§ **What the task requires**
Output every line of the data exactly as it appears.

==========

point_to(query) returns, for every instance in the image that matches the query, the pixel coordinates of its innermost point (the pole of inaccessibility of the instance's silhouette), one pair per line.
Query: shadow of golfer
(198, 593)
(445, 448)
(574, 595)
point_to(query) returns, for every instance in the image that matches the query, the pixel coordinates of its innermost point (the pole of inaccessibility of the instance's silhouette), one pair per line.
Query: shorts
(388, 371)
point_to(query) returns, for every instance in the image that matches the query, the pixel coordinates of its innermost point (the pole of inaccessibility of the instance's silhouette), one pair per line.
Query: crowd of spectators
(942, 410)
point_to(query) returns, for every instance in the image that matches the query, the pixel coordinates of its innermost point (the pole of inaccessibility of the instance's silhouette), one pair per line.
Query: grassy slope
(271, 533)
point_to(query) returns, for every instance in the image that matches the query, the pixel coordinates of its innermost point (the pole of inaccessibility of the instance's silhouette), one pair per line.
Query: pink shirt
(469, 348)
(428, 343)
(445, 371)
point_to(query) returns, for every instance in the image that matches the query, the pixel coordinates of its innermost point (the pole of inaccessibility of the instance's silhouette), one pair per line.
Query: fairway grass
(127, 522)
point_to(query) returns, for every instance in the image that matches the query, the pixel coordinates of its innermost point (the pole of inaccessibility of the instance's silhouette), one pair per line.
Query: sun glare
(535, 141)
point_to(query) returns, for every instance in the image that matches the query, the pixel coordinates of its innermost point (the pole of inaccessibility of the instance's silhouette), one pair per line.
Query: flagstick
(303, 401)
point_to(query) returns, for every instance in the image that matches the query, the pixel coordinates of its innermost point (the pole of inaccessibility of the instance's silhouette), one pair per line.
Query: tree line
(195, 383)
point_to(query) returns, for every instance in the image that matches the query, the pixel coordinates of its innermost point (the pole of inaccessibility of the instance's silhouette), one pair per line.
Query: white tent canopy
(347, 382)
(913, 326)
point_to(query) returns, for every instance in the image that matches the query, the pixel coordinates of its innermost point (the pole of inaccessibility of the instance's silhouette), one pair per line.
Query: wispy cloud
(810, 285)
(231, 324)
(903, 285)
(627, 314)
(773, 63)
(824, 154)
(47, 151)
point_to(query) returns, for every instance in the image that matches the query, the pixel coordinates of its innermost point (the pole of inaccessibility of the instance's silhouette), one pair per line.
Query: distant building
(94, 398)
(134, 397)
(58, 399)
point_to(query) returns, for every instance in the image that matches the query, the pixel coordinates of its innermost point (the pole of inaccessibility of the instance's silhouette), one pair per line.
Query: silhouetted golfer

==========

§ **Response to the exercise**
point_to(query) returns, for every instance in the image that matches the query, the pixel coordinates of its innermost point (the pole of inaccessibility of the instance's silhouette), one pair per line.
Query: shadow of golfer
(198, 593)
(445, 448)
(574, 595)
point_to(query) returns, for every instance in the image that matches the query, the pixel coordinates of its innermost point (the pole of inaccessibility of the instance's silhouette), one pair per line.
Query: shorts
(388, 371)
point_to(query) returns, for every instance in the image that matches the query, the pixel coordinates of its innermost point (the pole of inaccessibility of the instance's silhouette), one pair per line.
Query: crowd of spectators
(942, 410)
point_to(query) returns, for every instance in the image that matches the query, the pixel coordinates of its innermost point (the pole of inaccessibility of the instance's silhouette), one pair per line.
Query: grassy slope
(271, 533)
point_to(query) returns, for every instance in the image that matches the query, the pixel coordinates of its innermost point (the pole of inaccessibility of the instance's silhouette), one pair per line.
Query: pink shirt
(469, 348)
(428, 343)
(445, 371)
point_to(query) returns, for every instance in the image that matches the query, the pixel coordinates of its innermost point (the pole of inaccessibility of the instance's silhouette), one pair per line.
Query: fairway grass
(127, 522)
point_to(query) returns, for every instance in the image that matches the query, the pixel coordinates of its innermost point (the pole of inaccessibility of the instance's silhouette), one pair per line.
Query: sun glare
(535, 141)
point_to(query) returns, for every instance in the image that matches the query, the pixel coordinates of its innermost point (the pole of inaccessibility of the instance's silhouette), one pair per line.
Query: flagstick
(303, 401)
point_to(query) returns, for every instance in the image that matches the query, the pixel coordinates of its innermost point (the pole of inaccessibility of the instance's silhouette), one pair per line.
Query: tree line
(195, 383)
point_to(query) returns, for every instance in the image that matches the query, the pixel coordinates of its innermost point (the pole of inaccessibility of the instance's silhouette), one pair per line.
Query: white tent canopy
(347, 382)
(913, 326)
point_to(query) returns, for every instance in the image that matches the query, the pixel coordinates of its innermost point (the pole of inaccessibility of the instance's silhouette), one pair per line.
Query: wispy cloud
(810, 285)
(231, 324)
(903, 285)
(627, 314)
(773, 63)
(824, 154)
(47, 151)
point_to(query) returns, for every instance in the image that matches the query, the pixel coordinates of its innermost point (the pole of inaccessibility of the instance's silhouette), one pair per line.
Query: distant building
(94, 398)
(134, 397)
(58, 399)
point_to(query) returns, for every instance in the image that matches the query, the pixel coordinates of its innermost point (the pole of inaccessibility of the instance's silhouette), one pair per line.
Query: silhouetted golfer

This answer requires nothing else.